William C. Taylor is cofounder of Fast Company magazine and author of Practically Radical: Not-So-Crazy Ways to Transform Your Company, Shake Up Your Industry, and Challenge Yourself, published January 4, 2011. Follow him at twitter.com/practicallyrad.

2:42 PM Monday June 20, 2011

Last month, in an article in the New York Times on the ever-escalating "war for talent" in Silicon Valley, Facebook CEO Mark Zuckerberg made a passing comment that has become the entrepreneurial equivalent of a verbal tick — something that's said all the time, almost without thinking.

"Someone who is exceptional in their role is not just a little better than someone who is pretty good," he argued when asked why he was willing to pay $47 million to acquire FriendFeed, a price that translated to about $4 million per employee. "They are 100 times better."

Zuckerberg's casual calculation reminded me of a conversation with Marc Andreessen, the legendary cofounder of Netscape, and now one of Silicon Valley's most high-profile venture capitalists. "The gap between what a highly productive person can do and what an average person can do is getting bigger and bigger," he told Polly LaBarre and me for our book,

Mavericks at Work. "Five great programmers can completely outperform 1,000 mediocre programmers."

Now, I admire what Mark Zuckerberg has built, and I consider Marc Andreessen without peer as an entrepreneur and a thinker, but do we take seriously what these two Silicon Valley giants claim about talent?

If you are building a company, would you prefer one standout person over one hundred pretty good people?

If you were launching a technology or developing a product, would you rather have five great engineers rather than 1,000 average engineers?

***

§ **TO-DO LIST**:
A) Summarize the excerpt about talent in Silicon Valley in two sentences.
B) Write what comes next in the excerpt about talent in Silicon Valley, starting after its final question.
The listing is not needed here.

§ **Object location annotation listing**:
***

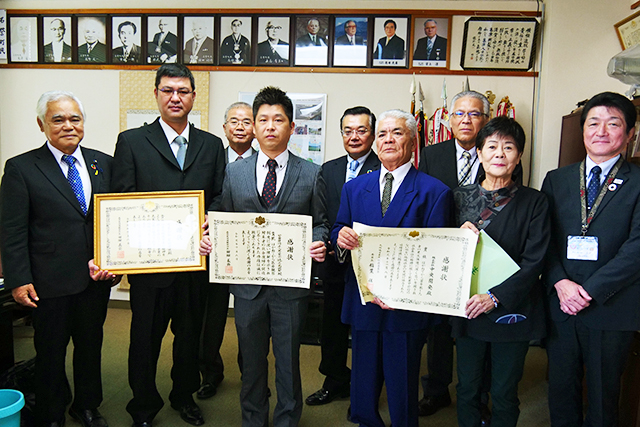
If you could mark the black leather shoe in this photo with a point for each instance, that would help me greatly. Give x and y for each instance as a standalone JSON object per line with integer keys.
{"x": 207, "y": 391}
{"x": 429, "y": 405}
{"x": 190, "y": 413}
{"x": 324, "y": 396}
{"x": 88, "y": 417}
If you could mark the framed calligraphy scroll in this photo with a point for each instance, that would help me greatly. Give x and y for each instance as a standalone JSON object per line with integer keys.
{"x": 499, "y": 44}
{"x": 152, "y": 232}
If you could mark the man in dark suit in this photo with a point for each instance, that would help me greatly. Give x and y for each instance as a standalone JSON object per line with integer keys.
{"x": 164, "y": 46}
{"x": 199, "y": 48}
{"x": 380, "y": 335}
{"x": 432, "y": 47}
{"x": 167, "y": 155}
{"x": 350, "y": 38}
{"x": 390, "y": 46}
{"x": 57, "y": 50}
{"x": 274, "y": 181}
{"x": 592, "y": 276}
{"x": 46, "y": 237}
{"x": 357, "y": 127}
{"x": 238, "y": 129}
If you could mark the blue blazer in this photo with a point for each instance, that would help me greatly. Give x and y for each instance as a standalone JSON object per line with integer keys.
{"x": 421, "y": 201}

***

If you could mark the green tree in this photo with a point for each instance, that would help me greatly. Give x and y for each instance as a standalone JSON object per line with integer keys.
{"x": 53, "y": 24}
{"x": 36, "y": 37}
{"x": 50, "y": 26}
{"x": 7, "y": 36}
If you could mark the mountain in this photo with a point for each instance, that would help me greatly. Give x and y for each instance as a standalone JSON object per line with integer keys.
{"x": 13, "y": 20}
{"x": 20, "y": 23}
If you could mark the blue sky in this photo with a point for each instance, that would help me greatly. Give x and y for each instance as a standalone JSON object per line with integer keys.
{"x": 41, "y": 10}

***

§ **TASK ANSWERS**:
A) Facebook CEO Mark Zuckerberg told the New York Times that someone exceptional in their role is 100 times better than someone who is pretty good, and Netscape cofounder Marc Andreessen likewise said that five great programmers can completely outperform 1,000 mediocre programmers. The writer admires both men but asks whether their claims about talent should be taken seriously, such as whether a company builder would prefer one standout person over one hundred pretty good people.

B)
Have we become so culturally invested in the allure of the Free Agent, the lone wolf, the techno-rebel with a cause, that we are prepared to shower millions of dollars (maybe tens of millions) on a small number of superstars rather than a well-assembled team that may not dazzle with individual brilliance, but overwhelms with collective capability?

Isn't that what we see time and again with athletic competition, perhaps the closest thing we have these days to the frenzied competition in Silicon Valley? I spent Father's Day at Fenway Park, as the Red Sox hosted the Stanley Cup champion Boston Bruins to celebrate their victory. Nobody would suggest the Bruins had the best individual players in the NHL — throughout the year, the stars of the Vancouver Canucks shone much more brightly. But it was the Bruins' work as a team, a collective show of commitment and determination, that won the day. And what won on the ice won on the hardwood as well — LeBron James vs. the Dallas Mavericks, anyone?

Or think about the soccer pitch. Recently, The Economist published a brilliant little essay on the "management secrets" of FC Barcelona, universally considered the best soccer team in the world, perhaps of all time. "How has a club that is based in one of Europe's unemployment blackspots turned itself into the ruling power in the world's most popular sports?" the magazine asked. "An obvious answer is that Barca plays as a team in a sport that has far too many prima donnas...Barca has provided a distinctive solution to some of the most contentious problems in management theory. What is the right balance between stars and the rest of mankind?"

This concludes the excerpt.